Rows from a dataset
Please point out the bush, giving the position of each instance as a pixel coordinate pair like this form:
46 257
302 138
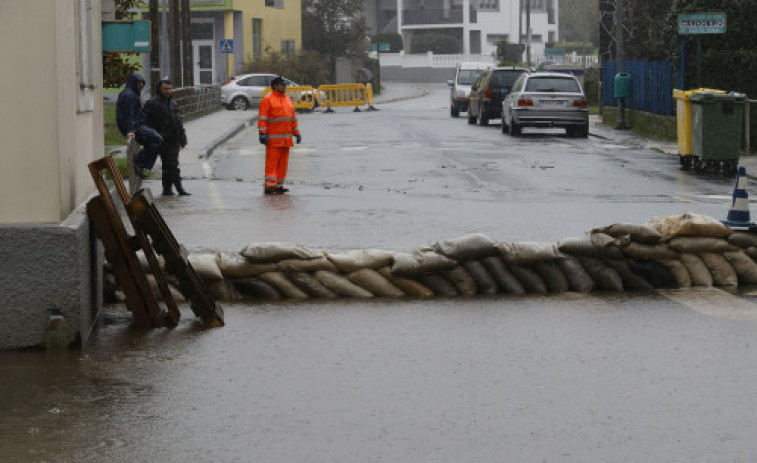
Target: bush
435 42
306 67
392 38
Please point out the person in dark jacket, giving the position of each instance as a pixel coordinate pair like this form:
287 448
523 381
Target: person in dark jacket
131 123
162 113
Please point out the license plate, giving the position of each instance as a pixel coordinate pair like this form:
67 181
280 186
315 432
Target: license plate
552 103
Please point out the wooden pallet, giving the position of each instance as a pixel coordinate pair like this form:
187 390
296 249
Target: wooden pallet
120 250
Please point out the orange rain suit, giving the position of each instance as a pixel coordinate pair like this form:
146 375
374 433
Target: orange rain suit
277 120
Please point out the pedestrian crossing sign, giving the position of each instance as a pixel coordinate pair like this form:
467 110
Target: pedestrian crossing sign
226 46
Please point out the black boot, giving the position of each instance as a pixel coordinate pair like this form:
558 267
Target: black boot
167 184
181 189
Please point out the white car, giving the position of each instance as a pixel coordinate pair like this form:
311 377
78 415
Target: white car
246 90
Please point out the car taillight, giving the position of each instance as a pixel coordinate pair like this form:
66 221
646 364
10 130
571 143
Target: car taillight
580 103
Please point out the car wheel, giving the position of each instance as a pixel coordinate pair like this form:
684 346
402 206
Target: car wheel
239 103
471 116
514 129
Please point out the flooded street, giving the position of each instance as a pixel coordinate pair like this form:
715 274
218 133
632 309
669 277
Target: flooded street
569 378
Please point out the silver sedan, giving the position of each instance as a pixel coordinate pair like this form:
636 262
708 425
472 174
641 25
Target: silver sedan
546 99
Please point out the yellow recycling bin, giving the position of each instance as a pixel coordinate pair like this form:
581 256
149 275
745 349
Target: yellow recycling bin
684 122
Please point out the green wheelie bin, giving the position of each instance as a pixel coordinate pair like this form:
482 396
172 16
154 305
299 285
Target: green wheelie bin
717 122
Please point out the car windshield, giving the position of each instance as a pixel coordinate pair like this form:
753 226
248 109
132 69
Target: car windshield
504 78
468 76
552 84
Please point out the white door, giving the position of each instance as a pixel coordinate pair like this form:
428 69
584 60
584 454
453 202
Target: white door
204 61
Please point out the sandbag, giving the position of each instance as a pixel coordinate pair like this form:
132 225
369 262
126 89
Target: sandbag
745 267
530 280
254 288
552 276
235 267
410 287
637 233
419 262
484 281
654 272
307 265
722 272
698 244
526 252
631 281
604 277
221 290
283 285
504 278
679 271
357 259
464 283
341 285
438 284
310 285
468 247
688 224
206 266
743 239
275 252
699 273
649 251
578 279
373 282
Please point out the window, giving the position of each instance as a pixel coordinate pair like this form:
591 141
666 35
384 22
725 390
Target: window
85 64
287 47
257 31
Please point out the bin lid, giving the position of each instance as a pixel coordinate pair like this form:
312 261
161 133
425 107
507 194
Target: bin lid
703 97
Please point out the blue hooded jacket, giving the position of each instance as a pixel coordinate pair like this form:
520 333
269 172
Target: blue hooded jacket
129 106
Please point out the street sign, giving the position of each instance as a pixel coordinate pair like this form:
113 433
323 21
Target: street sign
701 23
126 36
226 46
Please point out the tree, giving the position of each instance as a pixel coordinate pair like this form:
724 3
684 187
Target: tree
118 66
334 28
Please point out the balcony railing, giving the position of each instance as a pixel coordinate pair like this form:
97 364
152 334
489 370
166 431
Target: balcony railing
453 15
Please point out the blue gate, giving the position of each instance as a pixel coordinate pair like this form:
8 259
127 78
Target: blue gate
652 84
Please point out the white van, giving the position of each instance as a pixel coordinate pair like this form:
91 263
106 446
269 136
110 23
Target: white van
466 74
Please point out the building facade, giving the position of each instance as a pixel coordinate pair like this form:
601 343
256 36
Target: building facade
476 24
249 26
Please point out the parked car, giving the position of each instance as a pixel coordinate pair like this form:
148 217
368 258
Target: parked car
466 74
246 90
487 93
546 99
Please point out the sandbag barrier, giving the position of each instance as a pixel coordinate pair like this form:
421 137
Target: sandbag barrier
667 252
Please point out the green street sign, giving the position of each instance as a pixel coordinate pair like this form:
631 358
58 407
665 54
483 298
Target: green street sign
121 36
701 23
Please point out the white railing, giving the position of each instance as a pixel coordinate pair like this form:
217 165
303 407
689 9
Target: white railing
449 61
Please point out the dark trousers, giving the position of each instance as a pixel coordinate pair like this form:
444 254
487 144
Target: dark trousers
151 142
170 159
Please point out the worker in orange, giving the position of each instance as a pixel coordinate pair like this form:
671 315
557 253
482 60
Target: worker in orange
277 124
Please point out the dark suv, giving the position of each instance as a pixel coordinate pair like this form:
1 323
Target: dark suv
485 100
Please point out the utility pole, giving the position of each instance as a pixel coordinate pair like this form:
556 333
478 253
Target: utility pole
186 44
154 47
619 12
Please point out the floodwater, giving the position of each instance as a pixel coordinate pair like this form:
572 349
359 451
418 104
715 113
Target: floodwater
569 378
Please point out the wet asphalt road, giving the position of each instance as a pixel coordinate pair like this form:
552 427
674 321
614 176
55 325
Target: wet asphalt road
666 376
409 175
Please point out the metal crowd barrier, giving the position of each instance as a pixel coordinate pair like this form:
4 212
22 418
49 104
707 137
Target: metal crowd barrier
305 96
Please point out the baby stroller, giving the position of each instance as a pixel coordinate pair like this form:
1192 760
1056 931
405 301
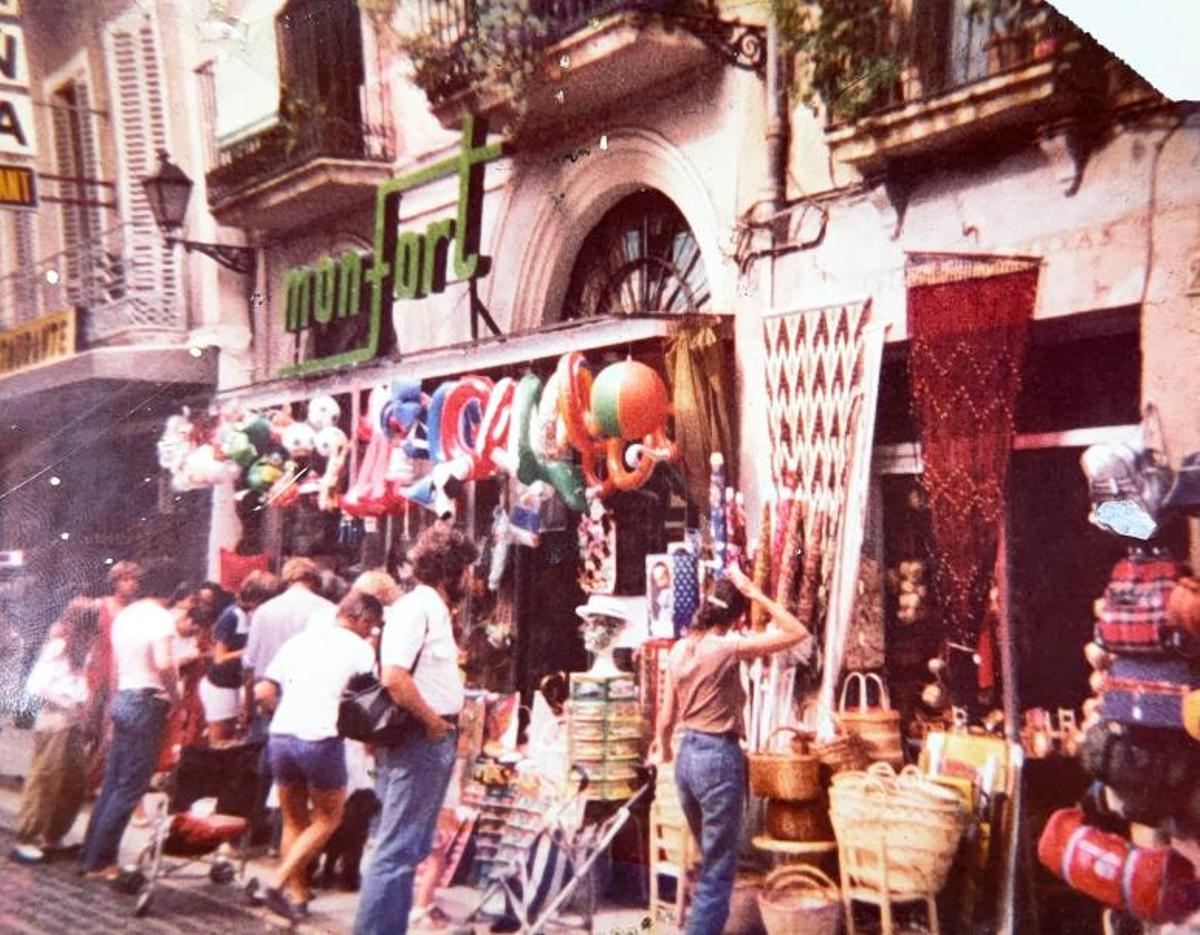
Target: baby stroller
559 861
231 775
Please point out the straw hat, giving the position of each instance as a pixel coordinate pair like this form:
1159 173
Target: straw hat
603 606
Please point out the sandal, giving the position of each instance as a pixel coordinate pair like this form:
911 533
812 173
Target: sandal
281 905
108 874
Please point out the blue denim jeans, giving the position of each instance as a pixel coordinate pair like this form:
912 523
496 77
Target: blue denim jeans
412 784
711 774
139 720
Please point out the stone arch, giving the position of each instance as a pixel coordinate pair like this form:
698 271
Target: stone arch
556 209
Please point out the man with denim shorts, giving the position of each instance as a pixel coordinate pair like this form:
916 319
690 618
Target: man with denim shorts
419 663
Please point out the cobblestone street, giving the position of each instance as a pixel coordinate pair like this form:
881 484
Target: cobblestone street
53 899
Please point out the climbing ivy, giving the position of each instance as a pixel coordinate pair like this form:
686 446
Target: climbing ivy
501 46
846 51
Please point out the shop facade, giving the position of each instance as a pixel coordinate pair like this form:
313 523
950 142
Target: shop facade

• [Given instruction]
Set down all the entries exactly as they appear, but skip any pictures.

• [Response]
Please point out the bush, giving the position of each instance as a pixel coordinate pair like this form:
46 257
302 138
Target: bush
435 42
306 67
392 38
Please point out the person in dark jacket, giving the position of each instance as a pixel coordinate pair like this form:
287 448
523 381
Target: person in dark jacket
131 123
162 113
Please point out the license plate, giving the position of each instance as a pixel coordinate pair like this form:
67 181
280 186
315 432
Target: license plate
552 103
Please point out the wooden pallet, giving the position of each instance as a pixel coordinate pair like this form:
187 390
296 249
Target: wooden pallet
120 250
Please point out the orange rain suit, giving the position of each instance as a pixel coordinate pair like this form:
146 375
374 433
Target: orange rain suit
277 120
Please point out the pedestrian crossing sign, giving the position of each instance as a pixel coordinate pair like this form:
467 110
Target: pedestrian crossing sign
226 46
Please point out the black boot, giving the position of each instance as a pixel coordinate pair like this form:
558 267
Target: black boot
167 184
181 189
Please point out the white car, giving the position of each instance as a pixel coordinate pair like this form:
311 377
78 415
Target: white car
246 90
Please point out the car taillight, giving the position of each instance as a pixel coordinate pair like this form:
66 221
646 364
10 130
571 143
Target: car taillight
580 103
Please point out the car wheel, giving the position of each instance as a pixel coordinate pair like this form:
684 346
402 206
Target: car wheel
239 103
471 116
514 129
Please point out the flooded street, giving the position of each instance as a pixel coordinate pair like this form:
715 274
218 133
632 309
669 277
Target: flooded street
569 378
Please point out the silver sedan, giving the position of each instance as a pixel coordinate pair like this form:
636 262
708 425
472 174
641 25
Target: silver sedan
546 99
Please point out the yellow recycling bin, giving the position of each instance as a pixel coordinate pair like this form:
581 256
149 275
745 349
Target: yellow recycling bin
684 122
Please point out the green wheelie bin, giving the position of each instance as a pixel coordinate pair like this form:
482 396
172 16
154 305
299 285
Target: green wheelie bin
717 122
Please point out the car windshield, giving the position of each instance as a pixel coordinate pair like this form:
753 226
248 109
132 69
Target: car windshield
504 78
468 76
552 84
Please point out the white door, giving the position of each instance as a pixel coordinate pair like this form:
428 69
584 60
584 454
453 202
Target: white door
204 61
Please point out the sandbag, giving the position of each instance as a pixel coordinate pair like this form:
132 225
369 262
126 89
Target: sandbag
745 267
530 280
254 288
552 276
235 267
410 287
637 233
419 262
484 281
654 272
307 265
722 272
698 244
526 252
631 281
604 277
221 290
283 285
504 278
679 271
357 259
464 283
341 285
438 284
310 285
468 247
688 224
206 266
743 239
275 252
699 273
649 251
578 279
373 282
Please point out the window, giving the position of each instance as a pixel coordinate pair like this form:
591 141
666 35
384 22
725 390
Target: window
85 64
287 47
257 31
Please point out the bin lid, giving the position of each instance as a pixel coordinate pair like this form:
312 261
161 133
425 107
507 194
Target: bin lid
703 97
Please point out the blue hooded jacket, giving the position of each instance as a pixel coordinate pair like this form:
520 333
269 172
Target: blue hooded jacket
129 106
Please point out the street sign, giving the position of each instance as a pixel coordinate pair like this form:
113 433
323 21
Target: street sign
701 23
126 36
226 46
Please point out the tree, giving the position of each instance as a pixel coordinate pair like this form:
724 3
684 187
Target: tree
118 66
334 28
Please point out the balcony railing, giving the position of each instance as a pixel coordinate pair like this form:
97 364
152 334
489 370
166 431
Target: balcony railing
453 15
Please point out the blue gate, giving the position of each instance as a pixel coordinate pair like this form:
8 259
127 78
Target: blue gate
652 84
Please point out the white van, giving the position of each instance as a pixel coordinate pair like this form:
91 263
106 446
269 136
110 23
Target: white van
466 74
Please point out the building facade, giving the position of each instance as a pixel coordinate pair like this form:
601 343
256 36
Target: building facade
476 24
249 26
Please point out the parked car, giving the position of each instance as a pixel coordinate pair like this form:
148 217
368 258
Target: parked car
466 74
246 90
487 93
546 99
Please point out the sandbag barrier, giving the position of each instance as a pixel coordinate pair like this form:
421 137
Target: sandbag barrier
667 252
Please point out the green street sign, giving the position of each instance as a pixel coordinate pair like this form:
631 358
58 407
665 54
483 298
Target: green street sign
121 36
701 23
Please point out the white railing, giving the position of each instance as a pixel coordinate pair like this form:
217 165
303 407
689 9
Target: white railing
449 61
Please point out the dark trousers, giving the position of each instance as a pixel coordinate pair like this form:
444 254
487 144
Target: dark trousers
151 142
170 159
Please point out the worker in orange, giving the position of each instance as a pixel coordinate pair like this form:
671 315
557 253
482 60
Target: worker in orange
277 124
Please point out the dark suv, giving the position of each instance as a pixel coordinate pair like this form:
1 323
Target: dark suv
485 100
Please point out the utility pole, giving the position of each instance as a pixel coordinate pair like this form:
556 333
478 253
Target: utility pole
186 44
154 47
619 12
Please point out the floodwater, giving the position of each instance as a pixel coordinate pair like this form:
572 349
359 451
418 104
715 113
Target: floodwater
569 378
Please point out the wet asphalt road, giving the position of each instance as a pixel coordinate pair like this form:
552 427
674 321
614 176
55 325
Target: wet asphalt road
666 376
409 175
Please point out the metal crowd barrier, giving the position of each instance as a pixel coordinate pair like this form:
4 212
22 418
49 104
707 137
Target: metal crowd barrier
305 96
Please point out the baby stroller, giving the position of each instance as a pixel coordinate pair like this form:
1192 760
1056 931
405 301
Target: baby stroller
559 861
231 775
Please point out the straw hat, giving the position of each instance as a pixel coordinate pair like this form:
1159 173
Target: straw hat
603 606
Please point out the sandal, giving the position of each instance as a pixel coordinate pair like this form:
911 533
812 173
Target: sandal
281 905
108 874
Please point out the blue denim jeans, giving the position of each instance as a pixel coordinate pair like this form:
912 523
496 77
Target: blue denim jeans
412 784
711 774
139 720
Please point out the stone arch, giving the position of each instance as a pixel coordinate pair like this form:
698 271
Target: stone arch
556 209
Please point out the man with denim shorts, giving the position of each instance as a pixel coordinate pair like this form:
916 319
690 618
Target: man with denim shorts
419 663
Please point out the cobblestone street, giving the position of each instance as a pixel coordinate pair like this form:
881 484
Target: cobblestone street
53 899
Please point out the climbing ivy, giving the position of each instance as a pixel coordinate pair like this form:
686 446
Target: climbing ivy
501 46
846 51
Please point out the shop facade, giving the position of each instance as a pixel coordinate pair like this form:
313 523
950 142
Target: shop facade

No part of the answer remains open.